Many coastal communities, which have coastal inlets under their jurisdiction, adopt Inlet Management Plans. Many inlets are managed by Special Taxing Districts that include all of the properties that in some way benefit from the inlet, either commercial or recreational navigation, or water quality of embayments that connect to tidal water by exchange through the inlet. Coastal tidal inlets are the most dynamic features in the coastal zone, and these Inlet Management Plans are therefore very specific to the inlet for which they are prepared. H&M prepared the Inlet Management Plan for Collier County

for the management of Big Marco and Capris passes. The plan included measures to mitigate the impact of the inlet on adjacent beaches, preservation of an important Critical Wildlife area for coastal water birds, as well as limited use of shoals as a source of sand for beach nourishment. We have also assisted other communities who manage their inlets on a project-by-project basis, including maintenance dredging for navigation, and tidal flushing of a large mangrove preserve, and management activities to mitigate the impact inlets typically have on adjacent beaches. H&M has played a significant role in the management of six of Florida’s inlets, and has prepared tidal hydrodynamic studies of a number of other inlets, the results of which have played an important role in management strategies for those inlets.

----

WORK TO COMPLETE —
[1] Answer these questions using the text on inlet management:
(a) What kind of districts manage many inlets?
(b) Which passes did the Collier County plan cover?
(c) In how many of Florida's inlets has H&M played a significant role in management?
[2] Decide whether each statement agrees with the text on inlet management, and quote the words that decide it:
(a) Inlet Management Plans are written to apply equally to all inlets.
(b) The Collier County plan included preserving a Critical Wildlife area for coastal water birds.
(c) H&M has worked only with communities that adopt Inlet Management Plans.
[3] Write a continuation of the text on inlet management, starting from the point where it stops.

----

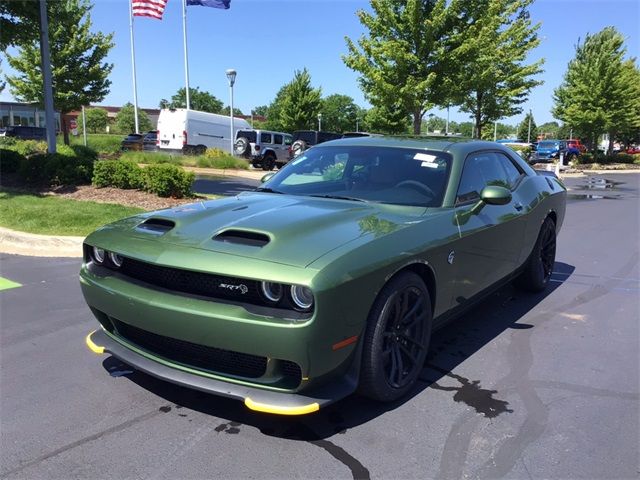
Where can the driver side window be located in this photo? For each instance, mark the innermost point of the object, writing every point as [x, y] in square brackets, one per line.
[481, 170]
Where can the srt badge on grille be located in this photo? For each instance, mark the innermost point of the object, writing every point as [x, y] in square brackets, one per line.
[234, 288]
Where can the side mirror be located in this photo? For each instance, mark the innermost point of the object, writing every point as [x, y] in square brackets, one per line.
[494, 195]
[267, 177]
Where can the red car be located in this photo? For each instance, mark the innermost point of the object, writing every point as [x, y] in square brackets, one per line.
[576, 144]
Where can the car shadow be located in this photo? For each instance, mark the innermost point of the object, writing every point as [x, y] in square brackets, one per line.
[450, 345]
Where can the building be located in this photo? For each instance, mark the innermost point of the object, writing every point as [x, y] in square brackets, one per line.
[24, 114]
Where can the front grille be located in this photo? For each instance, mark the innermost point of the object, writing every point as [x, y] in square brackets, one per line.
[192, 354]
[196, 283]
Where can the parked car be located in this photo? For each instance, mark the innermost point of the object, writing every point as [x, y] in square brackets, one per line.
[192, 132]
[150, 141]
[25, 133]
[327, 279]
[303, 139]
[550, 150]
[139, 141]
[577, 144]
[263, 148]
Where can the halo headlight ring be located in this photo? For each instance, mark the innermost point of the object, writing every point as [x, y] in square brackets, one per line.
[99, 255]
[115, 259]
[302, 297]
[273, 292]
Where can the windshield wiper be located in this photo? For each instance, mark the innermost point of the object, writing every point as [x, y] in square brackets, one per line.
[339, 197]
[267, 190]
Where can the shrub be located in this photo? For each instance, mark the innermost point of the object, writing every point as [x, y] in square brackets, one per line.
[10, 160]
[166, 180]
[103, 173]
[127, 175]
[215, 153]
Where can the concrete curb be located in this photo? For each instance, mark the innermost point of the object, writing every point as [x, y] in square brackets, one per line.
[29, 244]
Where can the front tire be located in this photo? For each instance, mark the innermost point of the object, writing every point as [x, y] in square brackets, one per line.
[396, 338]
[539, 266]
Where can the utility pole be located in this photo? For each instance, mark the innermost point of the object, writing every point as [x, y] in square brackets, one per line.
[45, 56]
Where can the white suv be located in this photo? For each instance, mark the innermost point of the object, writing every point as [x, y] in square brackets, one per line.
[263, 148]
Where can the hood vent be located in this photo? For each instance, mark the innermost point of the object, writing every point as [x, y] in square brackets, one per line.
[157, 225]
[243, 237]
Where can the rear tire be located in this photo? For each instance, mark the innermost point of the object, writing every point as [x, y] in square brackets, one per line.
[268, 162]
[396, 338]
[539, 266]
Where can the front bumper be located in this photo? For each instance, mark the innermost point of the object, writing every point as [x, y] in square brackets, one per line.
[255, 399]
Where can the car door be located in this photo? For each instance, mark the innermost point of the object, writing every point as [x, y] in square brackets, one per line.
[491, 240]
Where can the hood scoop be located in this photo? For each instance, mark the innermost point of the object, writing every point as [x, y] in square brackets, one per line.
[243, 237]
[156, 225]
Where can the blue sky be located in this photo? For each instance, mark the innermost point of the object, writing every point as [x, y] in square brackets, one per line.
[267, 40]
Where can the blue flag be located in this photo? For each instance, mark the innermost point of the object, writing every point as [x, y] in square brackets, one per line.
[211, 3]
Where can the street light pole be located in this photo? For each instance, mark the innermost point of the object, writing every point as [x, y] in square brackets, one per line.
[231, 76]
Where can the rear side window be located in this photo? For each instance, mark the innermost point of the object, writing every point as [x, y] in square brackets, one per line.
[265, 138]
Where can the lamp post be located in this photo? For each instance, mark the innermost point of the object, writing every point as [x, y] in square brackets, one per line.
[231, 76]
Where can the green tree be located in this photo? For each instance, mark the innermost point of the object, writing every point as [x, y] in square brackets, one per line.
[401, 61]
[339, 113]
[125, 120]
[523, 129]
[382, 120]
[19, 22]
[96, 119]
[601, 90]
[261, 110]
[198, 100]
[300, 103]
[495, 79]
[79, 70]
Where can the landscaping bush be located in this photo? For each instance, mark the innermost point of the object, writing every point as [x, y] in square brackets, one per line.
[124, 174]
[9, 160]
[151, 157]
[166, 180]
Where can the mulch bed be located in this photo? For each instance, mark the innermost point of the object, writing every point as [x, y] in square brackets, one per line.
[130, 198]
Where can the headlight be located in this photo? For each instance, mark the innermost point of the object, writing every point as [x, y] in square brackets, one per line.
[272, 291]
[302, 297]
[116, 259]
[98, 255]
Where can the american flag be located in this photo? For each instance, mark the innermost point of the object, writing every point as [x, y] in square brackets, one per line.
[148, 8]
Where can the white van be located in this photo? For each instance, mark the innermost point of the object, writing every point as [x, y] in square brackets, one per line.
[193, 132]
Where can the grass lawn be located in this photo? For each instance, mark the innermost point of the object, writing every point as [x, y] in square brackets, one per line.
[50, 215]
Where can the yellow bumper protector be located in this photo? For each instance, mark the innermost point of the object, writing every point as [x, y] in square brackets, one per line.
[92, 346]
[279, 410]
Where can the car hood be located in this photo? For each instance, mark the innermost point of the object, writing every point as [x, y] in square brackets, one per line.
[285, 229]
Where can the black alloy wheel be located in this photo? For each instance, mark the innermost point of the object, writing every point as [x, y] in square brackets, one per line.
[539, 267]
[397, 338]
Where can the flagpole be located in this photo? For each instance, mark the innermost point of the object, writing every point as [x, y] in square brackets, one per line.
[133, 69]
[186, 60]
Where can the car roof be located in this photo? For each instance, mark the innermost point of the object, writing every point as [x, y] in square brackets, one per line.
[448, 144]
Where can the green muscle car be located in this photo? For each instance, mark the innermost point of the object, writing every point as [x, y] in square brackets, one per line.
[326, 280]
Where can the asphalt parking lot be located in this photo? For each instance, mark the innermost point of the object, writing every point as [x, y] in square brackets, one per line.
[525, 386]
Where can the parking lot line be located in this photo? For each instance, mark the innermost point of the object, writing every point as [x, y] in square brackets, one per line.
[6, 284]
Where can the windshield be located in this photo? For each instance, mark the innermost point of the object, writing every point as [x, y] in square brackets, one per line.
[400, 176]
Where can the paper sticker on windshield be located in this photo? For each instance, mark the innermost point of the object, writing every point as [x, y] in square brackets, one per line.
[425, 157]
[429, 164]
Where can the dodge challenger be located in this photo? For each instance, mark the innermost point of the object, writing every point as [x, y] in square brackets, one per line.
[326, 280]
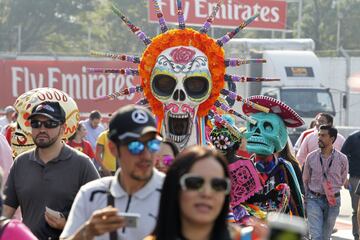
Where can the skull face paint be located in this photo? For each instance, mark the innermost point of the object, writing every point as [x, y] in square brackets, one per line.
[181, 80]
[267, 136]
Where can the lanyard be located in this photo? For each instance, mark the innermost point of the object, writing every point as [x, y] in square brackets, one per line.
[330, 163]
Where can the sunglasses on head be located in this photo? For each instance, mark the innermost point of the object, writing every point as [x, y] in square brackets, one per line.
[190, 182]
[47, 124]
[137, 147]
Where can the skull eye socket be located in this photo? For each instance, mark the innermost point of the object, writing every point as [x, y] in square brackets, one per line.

----

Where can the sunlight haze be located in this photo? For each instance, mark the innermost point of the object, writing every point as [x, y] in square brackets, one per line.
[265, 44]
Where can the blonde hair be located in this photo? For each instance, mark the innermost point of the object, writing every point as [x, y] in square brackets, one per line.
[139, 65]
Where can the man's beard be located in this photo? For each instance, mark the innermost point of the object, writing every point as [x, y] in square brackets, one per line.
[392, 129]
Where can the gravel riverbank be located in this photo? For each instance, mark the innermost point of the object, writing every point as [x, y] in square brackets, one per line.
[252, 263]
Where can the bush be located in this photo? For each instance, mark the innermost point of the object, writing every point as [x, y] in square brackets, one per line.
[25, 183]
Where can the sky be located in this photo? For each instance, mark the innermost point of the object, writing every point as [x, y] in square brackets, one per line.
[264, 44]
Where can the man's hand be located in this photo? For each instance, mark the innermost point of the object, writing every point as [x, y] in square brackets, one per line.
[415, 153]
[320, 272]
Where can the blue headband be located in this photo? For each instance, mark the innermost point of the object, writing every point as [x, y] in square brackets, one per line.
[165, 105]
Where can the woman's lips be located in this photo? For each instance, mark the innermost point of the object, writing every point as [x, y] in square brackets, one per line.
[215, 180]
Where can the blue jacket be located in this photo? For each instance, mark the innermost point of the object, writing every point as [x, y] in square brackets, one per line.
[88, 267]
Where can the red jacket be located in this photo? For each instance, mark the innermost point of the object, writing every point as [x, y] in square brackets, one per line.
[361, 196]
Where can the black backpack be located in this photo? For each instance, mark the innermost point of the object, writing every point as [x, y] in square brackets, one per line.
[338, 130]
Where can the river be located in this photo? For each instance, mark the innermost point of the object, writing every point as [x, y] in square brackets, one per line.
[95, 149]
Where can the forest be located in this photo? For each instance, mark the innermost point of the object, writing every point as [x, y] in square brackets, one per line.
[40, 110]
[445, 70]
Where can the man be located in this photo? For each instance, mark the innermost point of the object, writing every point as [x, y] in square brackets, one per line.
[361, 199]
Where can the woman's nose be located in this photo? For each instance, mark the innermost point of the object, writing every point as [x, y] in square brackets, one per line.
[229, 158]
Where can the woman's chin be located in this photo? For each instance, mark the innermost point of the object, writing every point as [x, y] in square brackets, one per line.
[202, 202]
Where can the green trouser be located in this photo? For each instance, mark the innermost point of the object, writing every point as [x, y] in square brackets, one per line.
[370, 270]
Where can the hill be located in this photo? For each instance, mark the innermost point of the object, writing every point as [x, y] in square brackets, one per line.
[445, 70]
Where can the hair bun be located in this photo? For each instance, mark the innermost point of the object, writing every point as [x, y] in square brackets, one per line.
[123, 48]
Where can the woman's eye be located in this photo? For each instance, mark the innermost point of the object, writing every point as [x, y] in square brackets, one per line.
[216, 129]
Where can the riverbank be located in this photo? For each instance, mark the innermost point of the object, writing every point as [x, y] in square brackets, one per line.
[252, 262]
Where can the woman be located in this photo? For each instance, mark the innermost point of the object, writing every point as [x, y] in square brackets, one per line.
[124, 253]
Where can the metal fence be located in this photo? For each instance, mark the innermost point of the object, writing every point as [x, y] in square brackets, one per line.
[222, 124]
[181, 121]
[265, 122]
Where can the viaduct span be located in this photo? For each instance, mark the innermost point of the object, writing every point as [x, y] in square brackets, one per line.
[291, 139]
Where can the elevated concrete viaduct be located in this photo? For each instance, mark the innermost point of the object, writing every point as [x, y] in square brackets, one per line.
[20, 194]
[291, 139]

----

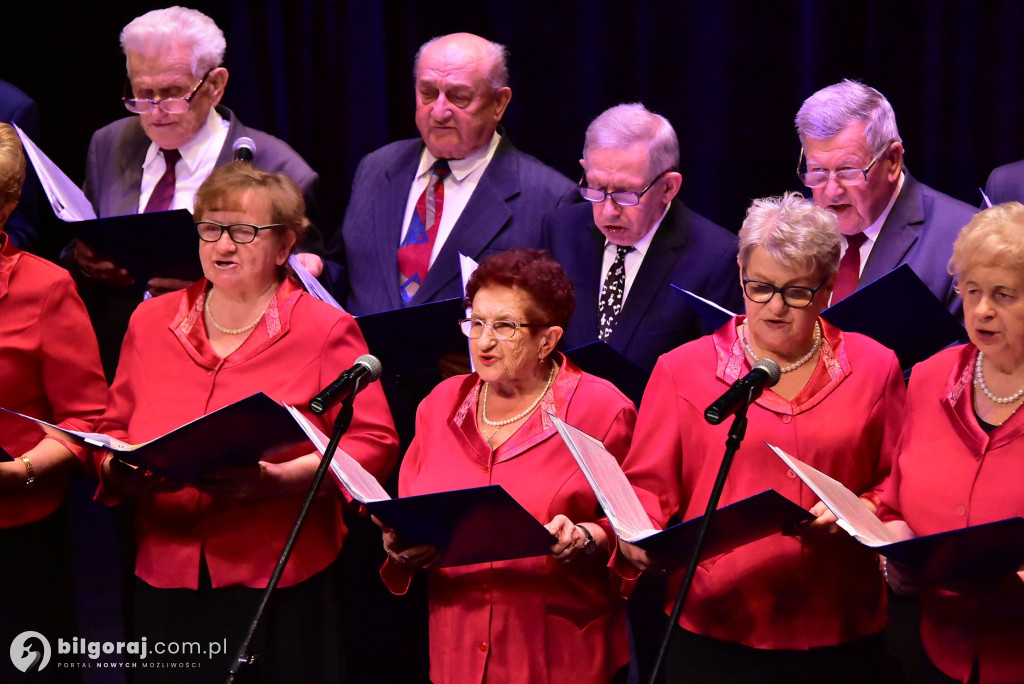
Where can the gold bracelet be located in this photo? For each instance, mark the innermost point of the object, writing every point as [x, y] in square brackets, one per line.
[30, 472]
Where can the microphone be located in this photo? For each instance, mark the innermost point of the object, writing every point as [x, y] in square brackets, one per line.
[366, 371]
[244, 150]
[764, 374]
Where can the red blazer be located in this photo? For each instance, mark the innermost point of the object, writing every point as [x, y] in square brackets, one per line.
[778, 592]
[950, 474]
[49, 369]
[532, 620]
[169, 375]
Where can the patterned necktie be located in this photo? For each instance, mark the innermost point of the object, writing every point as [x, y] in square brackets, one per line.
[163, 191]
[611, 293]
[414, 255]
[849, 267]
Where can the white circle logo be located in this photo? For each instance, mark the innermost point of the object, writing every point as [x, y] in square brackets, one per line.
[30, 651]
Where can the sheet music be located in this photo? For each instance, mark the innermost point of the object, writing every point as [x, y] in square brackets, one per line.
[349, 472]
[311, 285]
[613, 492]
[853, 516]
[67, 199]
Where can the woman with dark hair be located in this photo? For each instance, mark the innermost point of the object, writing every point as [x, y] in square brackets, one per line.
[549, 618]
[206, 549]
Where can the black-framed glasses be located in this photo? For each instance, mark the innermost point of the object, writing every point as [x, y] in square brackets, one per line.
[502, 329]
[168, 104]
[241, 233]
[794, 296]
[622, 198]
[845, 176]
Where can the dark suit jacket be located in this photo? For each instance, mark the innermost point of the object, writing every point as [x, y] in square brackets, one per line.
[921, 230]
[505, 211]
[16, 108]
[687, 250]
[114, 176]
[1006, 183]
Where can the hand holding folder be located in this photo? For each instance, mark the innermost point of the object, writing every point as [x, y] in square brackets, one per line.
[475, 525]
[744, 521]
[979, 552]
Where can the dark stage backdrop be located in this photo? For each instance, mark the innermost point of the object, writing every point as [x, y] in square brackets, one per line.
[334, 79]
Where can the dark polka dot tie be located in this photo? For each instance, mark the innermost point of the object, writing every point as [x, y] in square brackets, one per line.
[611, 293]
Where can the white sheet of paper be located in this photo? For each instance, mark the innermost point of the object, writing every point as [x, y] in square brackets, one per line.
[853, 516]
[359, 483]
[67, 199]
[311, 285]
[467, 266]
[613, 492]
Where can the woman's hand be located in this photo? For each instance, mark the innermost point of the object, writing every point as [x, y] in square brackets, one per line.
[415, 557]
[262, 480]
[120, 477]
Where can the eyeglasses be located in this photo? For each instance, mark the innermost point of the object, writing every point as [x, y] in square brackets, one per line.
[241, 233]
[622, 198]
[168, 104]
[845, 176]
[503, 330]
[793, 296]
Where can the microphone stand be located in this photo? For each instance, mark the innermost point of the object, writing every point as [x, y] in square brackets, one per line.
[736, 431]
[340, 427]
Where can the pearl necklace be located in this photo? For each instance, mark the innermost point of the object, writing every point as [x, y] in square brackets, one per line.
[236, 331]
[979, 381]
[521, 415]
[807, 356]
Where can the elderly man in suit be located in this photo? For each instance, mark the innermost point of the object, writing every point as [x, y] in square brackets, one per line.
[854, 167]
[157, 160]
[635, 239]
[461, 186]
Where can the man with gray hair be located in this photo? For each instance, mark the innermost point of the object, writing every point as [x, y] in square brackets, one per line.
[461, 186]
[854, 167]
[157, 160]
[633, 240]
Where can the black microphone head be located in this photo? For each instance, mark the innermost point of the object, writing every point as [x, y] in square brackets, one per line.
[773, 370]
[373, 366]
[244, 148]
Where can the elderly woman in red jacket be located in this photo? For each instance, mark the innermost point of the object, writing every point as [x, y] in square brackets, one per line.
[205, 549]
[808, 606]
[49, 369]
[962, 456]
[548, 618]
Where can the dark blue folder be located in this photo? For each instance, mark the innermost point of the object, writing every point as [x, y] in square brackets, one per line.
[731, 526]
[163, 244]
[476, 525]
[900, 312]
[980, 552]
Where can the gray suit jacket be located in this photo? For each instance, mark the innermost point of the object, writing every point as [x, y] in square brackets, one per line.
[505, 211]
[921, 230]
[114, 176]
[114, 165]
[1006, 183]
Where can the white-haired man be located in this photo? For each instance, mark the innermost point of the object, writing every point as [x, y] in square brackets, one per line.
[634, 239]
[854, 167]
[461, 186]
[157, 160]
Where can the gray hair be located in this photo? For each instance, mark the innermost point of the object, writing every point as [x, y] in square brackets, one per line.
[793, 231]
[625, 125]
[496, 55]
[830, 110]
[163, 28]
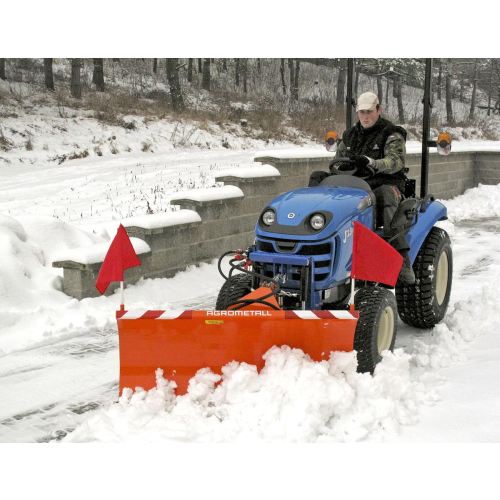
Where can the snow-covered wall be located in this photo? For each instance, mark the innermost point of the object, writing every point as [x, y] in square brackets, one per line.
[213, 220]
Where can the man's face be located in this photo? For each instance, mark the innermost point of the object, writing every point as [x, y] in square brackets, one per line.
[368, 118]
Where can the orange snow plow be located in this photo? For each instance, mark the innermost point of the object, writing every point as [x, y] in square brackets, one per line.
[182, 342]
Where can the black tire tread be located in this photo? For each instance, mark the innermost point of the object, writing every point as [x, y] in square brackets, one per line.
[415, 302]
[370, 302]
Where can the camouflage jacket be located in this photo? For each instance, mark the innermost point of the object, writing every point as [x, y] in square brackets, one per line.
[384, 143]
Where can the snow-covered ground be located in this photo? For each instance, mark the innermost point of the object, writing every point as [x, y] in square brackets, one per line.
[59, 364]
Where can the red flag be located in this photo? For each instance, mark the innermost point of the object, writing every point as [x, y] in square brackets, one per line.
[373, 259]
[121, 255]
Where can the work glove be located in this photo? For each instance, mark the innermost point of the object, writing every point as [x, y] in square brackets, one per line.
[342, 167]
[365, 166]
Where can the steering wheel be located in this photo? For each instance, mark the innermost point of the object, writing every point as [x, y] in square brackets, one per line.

----

ANSWERS BY ITEM —
[1]
(a) Special Taxing Districts
(b) Big Marco and Capris passes
(c) Six

[2]
(a) No: "these Inlet Management Plans are therefore very specific to the inlet for which they are prepared"
(b) Yes: "preservation of an important Critical Wildlife area for coastal water birds"
(c) No: "We have also assisted other communities who manage their inlets on a project-by-project basis"

[3]
       Coastal Zone Management is a broad term that covers Beach Management and Inlet Management. These are terms that have come into common usage in recent years as more and more communities and planners have become actively involved in managing coastal resources. Coastal Zone Management may include; coastal process studies; quantifying erosion for designing a nourishment project or other erosion control; dune restoration; sand search; inlet hydrodynamic studies; mapping and preserving natural resources such as coral reef, sea grass beds, and critical wildlife habitat; and a scope of physical and biological monitoring to collect data which will form the basis for implementing such a plan. Comprehensive management activities may also include establishing funding by setting up special taxing districts, applying to state agencies for grants, or applying to the federal government to initiate the process of authorization for a federal project. Because there may be many of these elements that are needed, and because the needs of each community may have unique characteristics, many communities have found it convenient to prepare their own Management Plan, consisting of a document that provides guidance, and have it adopted by the entity that will be responsible for implementation. H&M has assisted in the preparation formal Inlet Management Plans and Beach Management Plans, as well as in the implementation of all of the elements of such plans.

Physical monitoring of beaches may identify and quantify erosion, and may be used to develop design criteria for erosion control projects as well as provide justification. For regulatory approval, monitoring may also include biological elements for the preservations of resources such as nearby hard bottom and sea grasses.